PROBLEM DETAILS » Retype all the records with nothing changed.

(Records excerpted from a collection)
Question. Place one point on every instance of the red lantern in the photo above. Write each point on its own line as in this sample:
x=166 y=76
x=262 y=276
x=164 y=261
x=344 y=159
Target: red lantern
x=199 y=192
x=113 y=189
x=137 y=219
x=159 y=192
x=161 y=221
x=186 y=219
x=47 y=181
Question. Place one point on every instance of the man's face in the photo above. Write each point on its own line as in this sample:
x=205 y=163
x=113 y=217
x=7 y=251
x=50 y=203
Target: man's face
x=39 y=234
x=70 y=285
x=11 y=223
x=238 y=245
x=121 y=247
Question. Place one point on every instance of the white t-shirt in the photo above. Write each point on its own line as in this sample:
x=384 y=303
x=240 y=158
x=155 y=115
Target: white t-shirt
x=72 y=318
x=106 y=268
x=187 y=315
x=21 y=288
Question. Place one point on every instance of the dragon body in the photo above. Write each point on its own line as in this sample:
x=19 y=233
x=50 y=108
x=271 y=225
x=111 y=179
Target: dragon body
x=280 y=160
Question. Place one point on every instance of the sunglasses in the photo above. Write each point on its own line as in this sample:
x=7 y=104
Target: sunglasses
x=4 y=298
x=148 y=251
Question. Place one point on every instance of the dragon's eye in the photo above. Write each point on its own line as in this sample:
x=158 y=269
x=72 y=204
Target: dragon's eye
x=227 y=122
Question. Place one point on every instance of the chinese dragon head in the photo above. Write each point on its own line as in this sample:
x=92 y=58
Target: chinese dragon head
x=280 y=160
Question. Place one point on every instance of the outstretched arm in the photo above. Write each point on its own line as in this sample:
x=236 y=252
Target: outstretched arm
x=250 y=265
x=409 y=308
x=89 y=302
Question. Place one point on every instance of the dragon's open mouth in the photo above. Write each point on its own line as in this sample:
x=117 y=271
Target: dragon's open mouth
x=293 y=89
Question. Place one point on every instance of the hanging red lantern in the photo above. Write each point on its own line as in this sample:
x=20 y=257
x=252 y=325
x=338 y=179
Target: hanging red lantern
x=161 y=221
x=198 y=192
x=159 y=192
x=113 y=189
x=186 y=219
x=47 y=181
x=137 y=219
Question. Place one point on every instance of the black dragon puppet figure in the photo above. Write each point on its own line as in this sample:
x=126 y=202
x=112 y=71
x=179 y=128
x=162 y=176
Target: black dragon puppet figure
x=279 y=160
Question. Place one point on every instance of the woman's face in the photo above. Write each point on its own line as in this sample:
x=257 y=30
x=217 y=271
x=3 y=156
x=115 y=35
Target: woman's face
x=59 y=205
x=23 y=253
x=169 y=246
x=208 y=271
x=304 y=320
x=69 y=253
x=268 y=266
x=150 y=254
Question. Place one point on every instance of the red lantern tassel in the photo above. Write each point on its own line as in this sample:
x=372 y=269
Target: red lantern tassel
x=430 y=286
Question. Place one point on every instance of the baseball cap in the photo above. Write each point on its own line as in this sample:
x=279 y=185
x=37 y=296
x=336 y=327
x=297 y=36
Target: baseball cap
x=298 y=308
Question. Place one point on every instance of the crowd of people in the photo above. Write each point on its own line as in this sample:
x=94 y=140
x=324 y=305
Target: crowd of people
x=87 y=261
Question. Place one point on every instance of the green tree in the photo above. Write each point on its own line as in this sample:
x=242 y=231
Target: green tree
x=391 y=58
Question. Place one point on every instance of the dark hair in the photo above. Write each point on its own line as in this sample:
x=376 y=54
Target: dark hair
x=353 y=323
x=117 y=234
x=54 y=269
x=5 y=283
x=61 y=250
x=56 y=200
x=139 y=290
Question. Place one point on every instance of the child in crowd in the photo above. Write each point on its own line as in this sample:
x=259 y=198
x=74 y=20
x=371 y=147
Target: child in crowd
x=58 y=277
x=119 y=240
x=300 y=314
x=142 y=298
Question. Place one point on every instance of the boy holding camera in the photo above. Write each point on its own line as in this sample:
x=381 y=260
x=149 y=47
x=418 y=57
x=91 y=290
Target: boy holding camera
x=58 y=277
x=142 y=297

FINISHED EXERCISE »
Question. Place one point on every instance of the red lantern in the photo above. Write each point on its own line as in this sample:
x=166 y=76
x=262 y=276
x=164 y=261
x=344 y=159
Target: red lantern
x=199 y=192
x=113 y=189
x=137 y=219
x=159 y=192
x=161 y=221
x=186 y=219
x=47 y=181
Question. Place one point on every instance of the man's face in the photo above. Write each point on its own line as in this sample:
x=205 y=163
x=113 y=217
x=7 y=251
x=50 y=203
Target: man's face
x=39 y=234
x=70 y=285
x=11 y=223
x=238 y=245
x=121 y=247
Question. Place one point on every instance of the white t-shirt in the photo above. Write each point on its own line as in this sample:
x=384 y=303
x=240 y=158
x=155 y=115
Target: white t-shirt
x=72 y=318
x=106 y=268
x=187 y=315
x=21 y=288
Question. Place one point on every instance of the dragon body in the photo above. Write each point on its own line as in this sample:
x=19 y=233
x=50 y=108
x=271 y=225
x=111 y=179
Target: dragon body
x=280 y=160
Question. Place one point on every instance of the sunglasses in the photo above. Write each point on its own line as in this sample:
x=7 y=104
Target: sunglasses
x=4 y=298
x=148 y=251
Question. Place one point on every instance of the dragon's eye in the photo above. Write each point on its own line as in this sample:
x=158 y=269
x=72 y=204
Target: dragon's eye
x=227 y=122
Question. Place one point on every instance of the chinese dragon head in the photo above. Write each point on its own line as in this sample:
x=92 y=58
Target: chinese dragon head
x=280 y=160
Question. Place one point on every instance of the outstretched arm in the photo above. Write each point on its own line as in this sample:
x=236 y=252
Target: outstretched arm
x=250 y=265
x=409 y=308
x=89 y=302
Question. Place one point on every instance of the dragon's open mouth in the photo above. Write each point on its own line as in this sample:
x=117 y=271
Target: dragon's open mouth
x=293 y=89
Question. Place one point on every instance of the hanging red lantern in the photo above. Write each point on its own line as in this sample:
x=20 y=257
x=252 y=325
x=338 y=179
Target: hanging red lantern
x=161 y=221
x=198 y=192
x=159 y=192
x=113 y=189
x=186 y=219
x=47 y=181
x=137 y=219
Question. Place one point on every instance of the black dragon puppet figure in the photo above. Write each point on its own line as in this sample:
x=126 y=202
x=112 y=71
x=179 y=128
x=162 y=176
Target: black dragon puppet figure
x=279 y=160
Question. Place one point on every instance of the woman's face in the photo above. Write each point on its own line as in this sample:
x=257 y=30
x=217 y=271
x=3 y=156
x=115 y=35
Target: woman's face
x=59 y=205
x=23 y=253
x=169 y=246
x=208 y=271
x=304 y=320
x=69 y=253
x=268 y=266
x=150 y=254
Question. Place one point on every instance of the red lantern tassel in the photo above. Write each point on its own line as in this sample:
x=372 y=269
Target: red lantern tassel
x=430 y=286
Question. Place one point on every instance of the baseball cap in the photo above. Write each point on its own line as in this sample:
x=279 y=185
x=37 y=296
x=336 y=327
x=297 y=36
Target: baseball cap
x=298 y=308
Question. Place one point on every instance of the crowd of people in the photo above. Write each point on its own line as in this sample:
x=94 y=140
x=324 y=305
Target: crowd of people
x=87 y=261
Question. Place one point on every instance of the green tree in the photo above. Write each point on its own line as in this sample:
x=242 y=231
Target: green tree
x=391 y=58
Question. Place one point on every instance of the dark hair in the photo above. Write each point on its own line as in this sample:
x=376 y=54
Target: dark hair
x=353 y=323
x=117 y=234
x=54 y=269
x=5 y=283
x=61 y=250
x=56 y=200
x=139 y=290
Question. Place one point on every instance of the child in crowd in the photo above. Write each point on its own line as in this sample:
x=259 y=198
x=74 y=20
x=371 y=147
Target: child in crowd
x=58 y=277
x=119 y=240
x=300 y=314
x=142 y=298
Question. Place one point on every instance of the boy holding camera in the photo above. Write each point on its own line as in this sample:
x=381 y=260
x=149 y=47
x=418 y=57
x=91 y=290
Target: boy holding camera
x=58 y=277
x=142 y=297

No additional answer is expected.